_CHALLENGE_
Format the lines of the listing below, from the line containing "It would be really helpful if you could detect the parked" through the end of the listing, as a Markdown table with two columns: No. for the row number and Text for the line. Leave out blank lines.

_ITEMS_
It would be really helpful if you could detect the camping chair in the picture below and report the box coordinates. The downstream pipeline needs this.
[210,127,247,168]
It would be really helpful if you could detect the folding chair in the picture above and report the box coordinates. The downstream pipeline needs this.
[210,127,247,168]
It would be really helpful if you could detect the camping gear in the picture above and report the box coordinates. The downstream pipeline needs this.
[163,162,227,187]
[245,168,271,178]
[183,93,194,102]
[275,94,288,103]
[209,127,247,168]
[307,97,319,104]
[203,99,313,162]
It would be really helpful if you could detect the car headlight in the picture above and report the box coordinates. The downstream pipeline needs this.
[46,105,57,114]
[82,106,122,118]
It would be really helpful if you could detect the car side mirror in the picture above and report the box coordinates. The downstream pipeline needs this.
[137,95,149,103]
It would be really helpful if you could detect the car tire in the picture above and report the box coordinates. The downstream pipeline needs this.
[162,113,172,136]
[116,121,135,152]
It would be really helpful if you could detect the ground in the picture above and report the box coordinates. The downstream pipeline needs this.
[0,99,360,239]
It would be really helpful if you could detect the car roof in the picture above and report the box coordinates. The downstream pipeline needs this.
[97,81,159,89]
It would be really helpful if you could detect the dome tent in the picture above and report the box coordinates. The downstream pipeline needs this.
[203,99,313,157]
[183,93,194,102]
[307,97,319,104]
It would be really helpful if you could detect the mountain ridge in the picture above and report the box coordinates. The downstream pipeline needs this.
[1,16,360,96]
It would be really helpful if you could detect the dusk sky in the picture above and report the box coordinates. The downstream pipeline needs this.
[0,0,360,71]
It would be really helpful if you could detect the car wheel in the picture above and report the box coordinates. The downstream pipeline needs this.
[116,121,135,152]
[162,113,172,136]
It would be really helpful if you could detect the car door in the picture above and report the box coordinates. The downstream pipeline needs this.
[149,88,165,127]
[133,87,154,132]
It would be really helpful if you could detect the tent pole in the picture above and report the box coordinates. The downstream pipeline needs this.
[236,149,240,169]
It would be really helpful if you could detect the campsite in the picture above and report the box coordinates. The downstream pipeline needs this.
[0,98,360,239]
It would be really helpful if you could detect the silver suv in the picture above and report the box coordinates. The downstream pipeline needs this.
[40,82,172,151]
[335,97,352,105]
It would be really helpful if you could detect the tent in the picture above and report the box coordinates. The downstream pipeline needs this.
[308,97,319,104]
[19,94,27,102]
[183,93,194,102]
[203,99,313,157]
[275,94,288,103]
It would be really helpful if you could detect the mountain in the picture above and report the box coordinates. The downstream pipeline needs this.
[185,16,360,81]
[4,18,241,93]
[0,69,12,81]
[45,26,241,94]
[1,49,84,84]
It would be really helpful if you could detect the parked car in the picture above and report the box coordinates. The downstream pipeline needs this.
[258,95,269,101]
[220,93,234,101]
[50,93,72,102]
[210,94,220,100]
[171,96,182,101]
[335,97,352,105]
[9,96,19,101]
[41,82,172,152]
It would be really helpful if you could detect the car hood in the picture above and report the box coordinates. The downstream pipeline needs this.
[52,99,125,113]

_OUTPUT OF THE TASK_
| No. | Text |
|---|---|
| 1 | It would be really helpful if you could detect the parked car in the picture above and report the box coordinates. The downstream pipeline needs this. |
| 2 | [258,95,269,101] |
| 3 | [220,93,234,101] |
| 4 | [50,93,72,102] |
| 5 | [210,94,220,100] |
| 6 | [171,96,182,101] |
| 7 | [335,97,352,105] |
| 8 | [9,96,19,101] |
| 9 | [41,82,172,152] |
| 10 | It would be really helpful if you could detect the car hood in the picture above and report the box coordinates. The downstream pipeline needs this. |
| 11 | [52,99,125,113] |